* [Task statement]
Please print the material exactly as it appears, starting at the line that contains "Guideline: for every instance of the grass" and ending at the last line of the material, with both ends included.
-- START OF Recorded data --
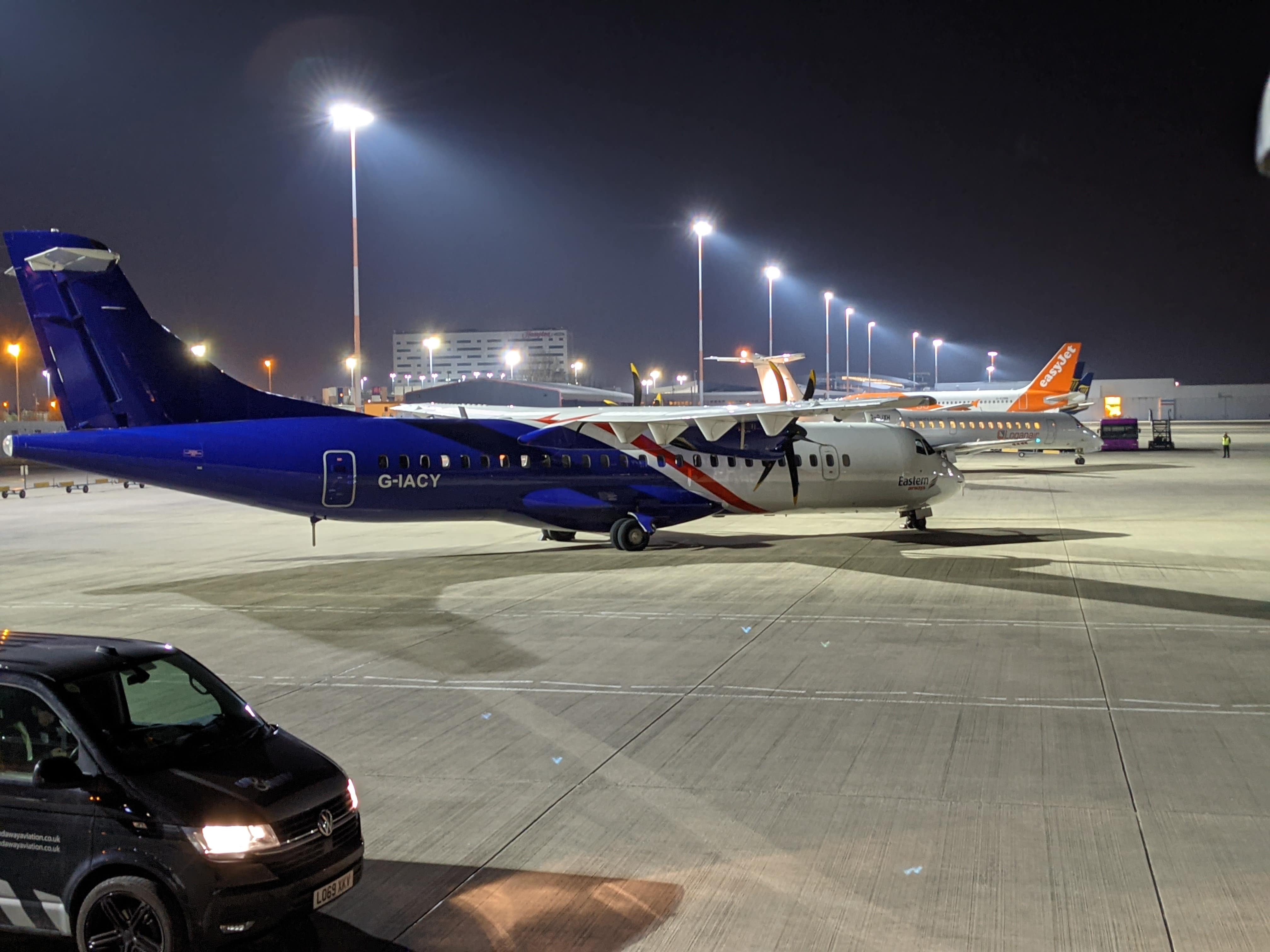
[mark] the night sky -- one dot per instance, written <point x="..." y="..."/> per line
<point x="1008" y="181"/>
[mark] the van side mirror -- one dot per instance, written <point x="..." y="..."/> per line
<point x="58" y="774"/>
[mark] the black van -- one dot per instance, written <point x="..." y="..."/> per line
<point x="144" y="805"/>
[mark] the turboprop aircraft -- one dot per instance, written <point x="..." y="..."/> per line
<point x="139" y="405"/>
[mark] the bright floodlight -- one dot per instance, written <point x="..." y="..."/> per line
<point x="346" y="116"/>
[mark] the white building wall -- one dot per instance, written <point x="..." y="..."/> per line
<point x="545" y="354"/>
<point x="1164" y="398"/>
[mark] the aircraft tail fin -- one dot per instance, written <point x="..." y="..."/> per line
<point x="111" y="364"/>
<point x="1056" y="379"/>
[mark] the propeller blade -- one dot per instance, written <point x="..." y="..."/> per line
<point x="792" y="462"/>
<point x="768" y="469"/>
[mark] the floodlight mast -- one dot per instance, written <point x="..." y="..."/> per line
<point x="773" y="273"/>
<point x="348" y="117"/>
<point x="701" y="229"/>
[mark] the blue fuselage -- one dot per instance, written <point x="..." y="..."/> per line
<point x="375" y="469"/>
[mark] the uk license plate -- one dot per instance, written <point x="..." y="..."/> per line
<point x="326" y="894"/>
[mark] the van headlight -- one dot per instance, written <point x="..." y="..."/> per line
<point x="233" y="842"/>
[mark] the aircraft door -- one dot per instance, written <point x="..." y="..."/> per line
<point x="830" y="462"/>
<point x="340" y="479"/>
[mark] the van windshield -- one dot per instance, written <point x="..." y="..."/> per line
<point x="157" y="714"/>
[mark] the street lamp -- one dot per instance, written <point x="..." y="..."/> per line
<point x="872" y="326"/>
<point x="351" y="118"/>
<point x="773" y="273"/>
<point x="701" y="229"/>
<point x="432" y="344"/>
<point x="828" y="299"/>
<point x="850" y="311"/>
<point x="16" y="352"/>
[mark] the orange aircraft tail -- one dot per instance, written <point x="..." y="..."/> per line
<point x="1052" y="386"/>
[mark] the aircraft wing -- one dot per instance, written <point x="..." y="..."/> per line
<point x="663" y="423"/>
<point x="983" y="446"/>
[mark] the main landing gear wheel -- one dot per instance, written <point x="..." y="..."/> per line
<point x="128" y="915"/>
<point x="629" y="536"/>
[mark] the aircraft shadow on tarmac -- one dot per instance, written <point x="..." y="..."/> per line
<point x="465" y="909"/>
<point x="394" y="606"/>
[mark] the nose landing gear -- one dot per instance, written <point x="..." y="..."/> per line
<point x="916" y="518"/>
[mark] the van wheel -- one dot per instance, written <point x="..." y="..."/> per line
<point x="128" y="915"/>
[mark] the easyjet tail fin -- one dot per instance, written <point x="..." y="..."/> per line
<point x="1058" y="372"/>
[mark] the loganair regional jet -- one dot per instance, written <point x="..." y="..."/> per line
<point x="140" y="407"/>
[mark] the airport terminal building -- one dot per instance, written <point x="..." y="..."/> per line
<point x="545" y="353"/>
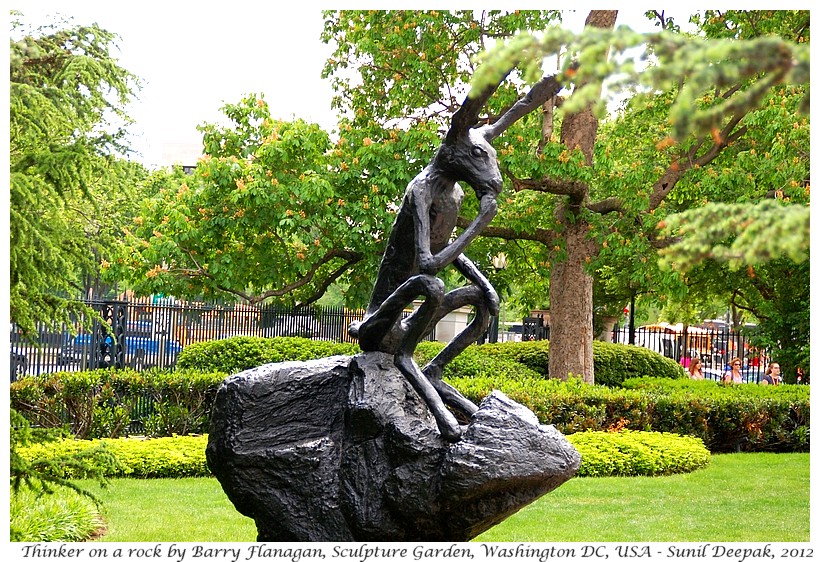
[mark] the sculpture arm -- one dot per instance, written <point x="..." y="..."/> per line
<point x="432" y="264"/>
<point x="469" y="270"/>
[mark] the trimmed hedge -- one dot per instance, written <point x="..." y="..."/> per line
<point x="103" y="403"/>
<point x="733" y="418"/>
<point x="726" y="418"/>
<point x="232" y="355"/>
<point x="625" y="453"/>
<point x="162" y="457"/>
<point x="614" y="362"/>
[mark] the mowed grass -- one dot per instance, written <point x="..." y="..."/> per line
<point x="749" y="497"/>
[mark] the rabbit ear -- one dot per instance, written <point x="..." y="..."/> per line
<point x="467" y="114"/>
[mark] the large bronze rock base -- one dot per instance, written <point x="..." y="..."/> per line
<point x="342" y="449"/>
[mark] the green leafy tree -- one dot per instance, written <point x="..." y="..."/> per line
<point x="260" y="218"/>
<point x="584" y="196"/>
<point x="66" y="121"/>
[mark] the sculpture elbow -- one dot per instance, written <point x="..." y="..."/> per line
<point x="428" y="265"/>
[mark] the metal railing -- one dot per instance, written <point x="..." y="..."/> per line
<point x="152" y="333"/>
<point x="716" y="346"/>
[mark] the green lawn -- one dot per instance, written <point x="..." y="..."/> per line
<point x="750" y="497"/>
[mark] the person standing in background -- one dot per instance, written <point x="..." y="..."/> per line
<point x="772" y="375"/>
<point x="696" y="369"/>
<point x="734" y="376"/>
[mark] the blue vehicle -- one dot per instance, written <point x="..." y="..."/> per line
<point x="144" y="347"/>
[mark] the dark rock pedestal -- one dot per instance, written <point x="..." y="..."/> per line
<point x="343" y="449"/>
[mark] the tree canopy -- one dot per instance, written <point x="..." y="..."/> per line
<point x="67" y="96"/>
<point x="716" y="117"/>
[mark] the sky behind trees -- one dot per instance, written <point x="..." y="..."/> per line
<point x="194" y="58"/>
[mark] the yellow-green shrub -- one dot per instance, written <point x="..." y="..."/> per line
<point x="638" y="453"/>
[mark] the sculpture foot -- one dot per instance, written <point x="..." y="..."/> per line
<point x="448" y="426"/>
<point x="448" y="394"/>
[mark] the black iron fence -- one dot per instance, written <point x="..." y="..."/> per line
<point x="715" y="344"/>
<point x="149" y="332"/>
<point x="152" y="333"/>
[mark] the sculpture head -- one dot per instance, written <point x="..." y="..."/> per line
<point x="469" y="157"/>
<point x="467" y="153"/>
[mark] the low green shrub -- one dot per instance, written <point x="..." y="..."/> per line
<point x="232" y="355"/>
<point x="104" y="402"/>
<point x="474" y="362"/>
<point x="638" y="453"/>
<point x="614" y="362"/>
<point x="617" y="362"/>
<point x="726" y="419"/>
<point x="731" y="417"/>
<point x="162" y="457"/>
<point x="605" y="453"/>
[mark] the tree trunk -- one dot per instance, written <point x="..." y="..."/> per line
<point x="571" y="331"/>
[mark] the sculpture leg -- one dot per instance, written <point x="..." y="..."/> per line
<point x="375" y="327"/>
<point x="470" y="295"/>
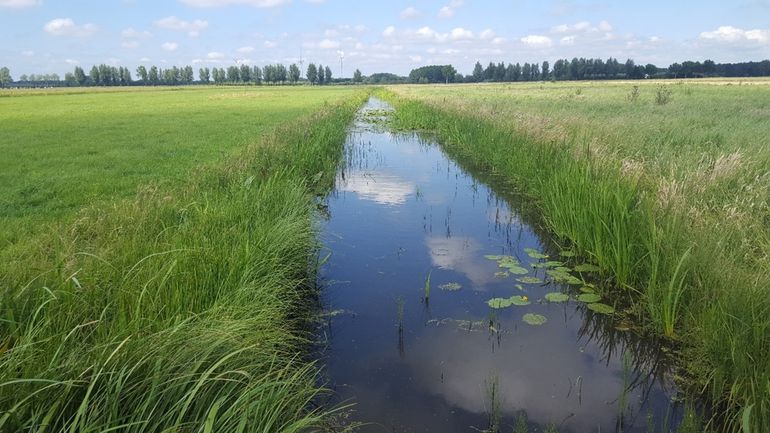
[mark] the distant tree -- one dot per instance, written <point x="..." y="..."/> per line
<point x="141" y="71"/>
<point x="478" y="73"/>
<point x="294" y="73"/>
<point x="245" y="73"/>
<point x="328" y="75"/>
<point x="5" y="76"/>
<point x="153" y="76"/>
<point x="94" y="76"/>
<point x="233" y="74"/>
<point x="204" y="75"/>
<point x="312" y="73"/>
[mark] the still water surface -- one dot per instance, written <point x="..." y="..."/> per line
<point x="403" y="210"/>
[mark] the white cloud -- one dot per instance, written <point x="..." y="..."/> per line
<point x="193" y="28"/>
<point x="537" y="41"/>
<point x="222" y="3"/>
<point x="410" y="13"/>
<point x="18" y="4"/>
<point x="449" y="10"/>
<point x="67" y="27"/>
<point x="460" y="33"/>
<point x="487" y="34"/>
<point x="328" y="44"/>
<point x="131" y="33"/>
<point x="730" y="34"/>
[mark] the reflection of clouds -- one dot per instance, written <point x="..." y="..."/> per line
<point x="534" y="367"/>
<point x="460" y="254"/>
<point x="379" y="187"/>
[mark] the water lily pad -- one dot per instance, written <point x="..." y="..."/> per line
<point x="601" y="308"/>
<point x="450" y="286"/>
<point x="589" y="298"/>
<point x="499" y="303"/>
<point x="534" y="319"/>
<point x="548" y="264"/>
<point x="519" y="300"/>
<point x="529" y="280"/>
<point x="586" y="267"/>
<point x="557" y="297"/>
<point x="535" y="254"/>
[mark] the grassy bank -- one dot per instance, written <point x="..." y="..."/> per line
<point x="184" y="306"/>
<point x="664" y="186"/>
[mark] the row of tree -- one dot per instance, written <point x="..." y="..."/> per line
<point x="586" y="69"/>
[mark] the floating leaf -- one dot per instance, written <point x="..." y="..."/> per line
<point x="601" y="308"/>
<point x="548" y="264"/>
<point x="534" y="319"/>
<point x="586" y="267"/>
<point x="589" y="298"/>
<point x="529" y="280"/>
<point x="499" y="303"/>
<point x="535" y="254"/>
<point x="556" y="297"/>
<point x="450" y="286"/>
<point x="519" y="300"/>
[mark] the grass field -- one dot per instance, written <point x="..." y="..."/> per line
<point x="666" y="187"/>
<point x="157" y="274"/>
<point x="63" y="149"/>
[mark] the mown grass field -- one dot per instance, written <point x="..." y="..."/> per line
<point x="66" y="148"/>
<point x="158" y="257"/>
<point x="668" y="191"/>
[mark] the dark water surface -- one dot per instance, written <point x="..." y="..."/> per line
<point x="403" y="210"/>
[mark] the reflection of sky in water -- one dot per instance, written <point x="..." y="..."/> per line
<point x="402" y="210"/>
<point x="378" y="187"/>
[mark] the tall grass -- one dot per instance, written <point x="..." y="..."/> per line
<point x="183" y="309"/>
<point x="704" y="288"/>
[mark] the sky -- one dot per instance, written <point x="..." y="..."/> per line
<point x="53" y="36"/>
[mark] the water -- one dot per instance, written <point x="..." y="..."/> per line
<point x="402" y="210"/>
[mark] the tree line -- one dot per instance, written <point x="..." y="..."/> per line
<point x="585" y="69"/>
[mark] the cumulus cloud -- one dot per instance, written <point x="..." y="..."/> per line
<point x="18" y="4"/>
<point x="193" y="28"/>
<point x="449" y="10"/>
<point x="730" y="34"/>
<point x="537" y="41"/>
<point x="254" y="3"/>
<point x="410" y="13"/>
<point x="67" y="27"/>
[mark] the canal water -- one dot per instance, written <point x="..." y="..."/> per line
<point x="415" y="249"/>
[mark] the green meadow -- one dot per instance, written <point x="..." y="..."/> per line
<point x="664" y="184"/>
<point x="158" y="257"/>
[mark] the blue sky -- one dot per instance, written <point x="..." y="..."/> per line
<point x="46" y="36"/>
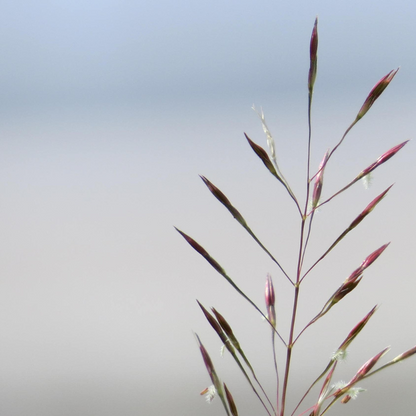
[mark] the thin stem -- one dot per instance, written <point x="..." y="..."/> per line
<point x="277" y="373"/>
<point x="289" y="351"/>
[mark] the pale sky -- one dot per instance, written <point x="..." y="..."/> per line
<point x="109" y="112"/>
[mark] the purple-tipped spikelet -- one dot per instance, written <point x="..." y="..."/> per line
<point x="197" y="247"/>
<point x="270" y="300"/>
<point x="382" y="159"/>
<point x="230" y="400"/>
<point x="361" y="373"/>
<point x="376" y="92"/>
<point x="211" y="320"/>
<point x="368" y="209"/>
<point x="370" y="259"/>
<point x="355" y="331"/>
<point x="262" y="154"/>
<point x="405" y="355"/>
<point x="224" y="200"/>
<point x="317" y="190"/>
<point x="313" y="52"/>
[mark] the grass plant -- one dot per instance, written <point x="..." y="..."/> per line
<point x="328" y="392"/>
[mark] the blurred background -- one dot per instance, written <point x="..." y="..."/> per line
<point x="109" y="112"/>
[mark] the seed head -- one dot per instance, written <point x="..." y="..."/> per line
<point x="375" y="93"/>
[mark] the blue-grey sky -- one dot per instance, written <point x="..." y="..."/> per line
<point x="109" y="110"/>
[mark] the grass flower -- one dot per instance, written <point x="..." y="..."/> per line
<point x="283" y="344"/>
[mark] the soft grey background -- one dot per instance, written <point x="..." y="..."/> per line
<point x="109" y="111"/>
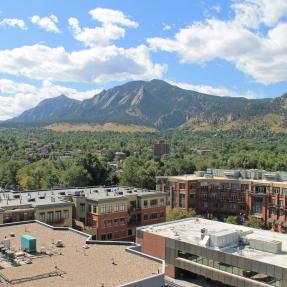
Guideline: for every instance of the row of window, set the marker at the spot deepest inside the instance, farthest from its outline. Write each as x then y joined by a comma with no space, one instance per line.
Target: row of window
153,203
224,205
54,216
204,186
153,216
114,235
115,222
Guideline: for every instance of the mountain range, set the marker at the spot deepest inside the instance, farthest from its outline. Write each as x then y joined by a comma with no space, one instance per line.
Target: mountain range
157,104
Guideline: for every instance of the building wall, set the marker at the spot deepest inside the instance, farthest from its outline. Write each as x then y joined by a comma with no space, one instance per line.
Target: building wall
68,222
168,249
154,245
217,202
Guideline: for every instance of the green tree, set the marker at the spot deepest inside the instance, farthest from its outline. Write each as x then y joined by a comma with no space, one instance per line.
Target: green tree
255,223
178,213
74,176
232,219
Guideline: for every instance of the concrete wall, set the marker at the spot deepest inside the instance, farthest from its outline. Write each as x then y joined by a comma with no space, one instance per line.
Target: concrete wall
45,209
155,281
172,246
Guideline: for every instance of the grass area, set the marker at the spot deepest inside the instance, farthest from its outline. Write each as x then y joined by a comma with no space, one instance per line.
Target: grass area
-- END OF Recorded data --
* [Answer to the task]
Guideline: for every instance of the grass area, set the marker at the spot deepest inside the instance, farthest from its outline. Write each as x then y joined by a comma with no space, one instance per line.
Target: grass area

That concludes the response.